Pointing and labeling entries:
--- Begin ---
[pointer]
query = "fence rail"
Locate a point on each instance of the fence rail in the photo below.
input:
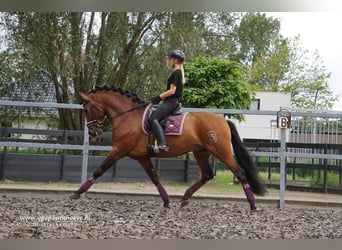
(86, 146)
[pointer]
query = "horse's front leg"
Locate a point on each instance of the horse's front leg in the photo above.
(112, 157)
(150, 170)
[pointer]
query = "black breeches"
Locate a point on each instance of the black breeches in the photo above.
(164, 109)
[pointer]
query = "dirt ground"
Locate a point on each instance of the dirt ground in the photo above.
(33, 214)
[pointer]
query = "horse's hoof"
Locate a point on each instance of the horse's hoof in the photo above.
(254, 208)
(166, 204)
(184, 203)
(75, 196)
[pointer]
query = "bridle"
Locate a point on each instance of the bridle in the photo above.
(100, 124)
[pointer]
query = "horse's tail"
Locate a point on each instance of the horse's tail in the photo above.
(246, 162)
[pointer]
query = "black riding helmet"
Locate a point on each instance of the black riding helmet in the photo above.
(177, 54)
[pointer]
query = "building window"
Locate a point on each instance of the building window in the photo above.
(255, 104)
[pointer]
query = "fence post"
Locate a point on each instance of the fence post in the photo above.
--- End ---
--- Begin ---
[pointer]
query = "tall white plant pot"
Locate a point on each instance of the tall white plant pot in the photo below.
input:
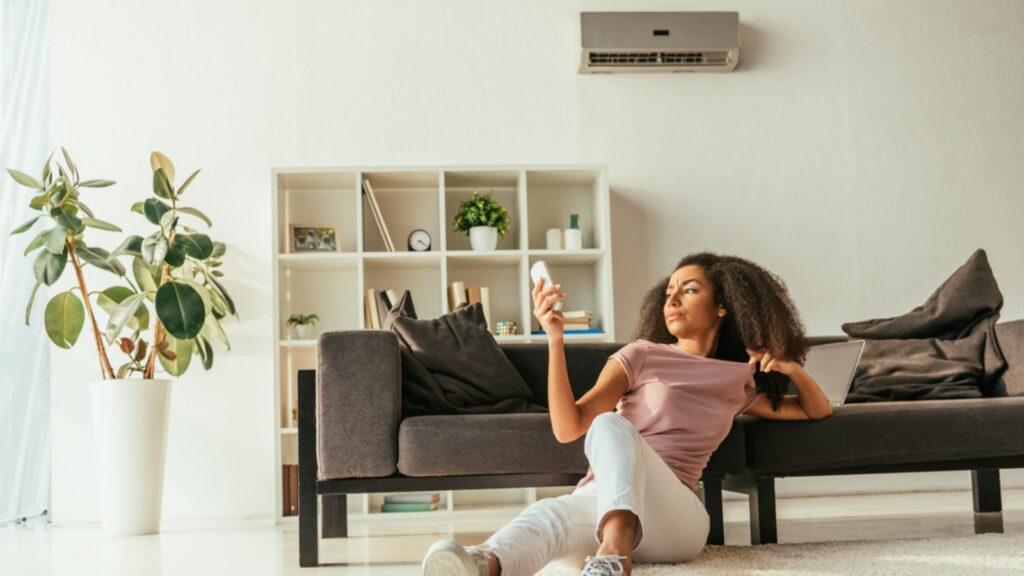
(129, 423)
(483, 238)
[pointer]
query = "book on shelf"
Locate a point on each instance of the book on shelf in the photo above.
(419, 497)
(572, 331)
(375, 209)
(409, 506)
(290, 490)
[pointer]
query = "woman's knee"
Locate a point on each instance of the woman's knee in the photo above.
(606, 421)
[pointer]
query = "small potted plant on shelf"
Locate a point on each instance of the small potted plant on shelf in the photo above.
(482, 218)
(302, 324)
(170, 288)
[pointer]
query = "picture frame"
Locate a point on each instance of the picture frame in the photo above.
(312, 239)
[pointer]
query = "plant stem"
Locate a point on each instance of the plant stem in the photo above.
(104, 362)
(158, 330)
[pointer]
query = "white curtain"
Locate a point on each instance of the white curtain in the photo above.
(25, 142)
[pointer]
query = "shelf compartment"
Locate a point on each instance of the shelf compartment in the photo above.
--- End ---
▶ [DO THIS]:
List every line in the records above that contains the word "building". Copy each such line in full.

▶ [ANSWER TO THIS PROBLEM]:
query = "building window"
Locate a point on each instance of the building window in the photo above.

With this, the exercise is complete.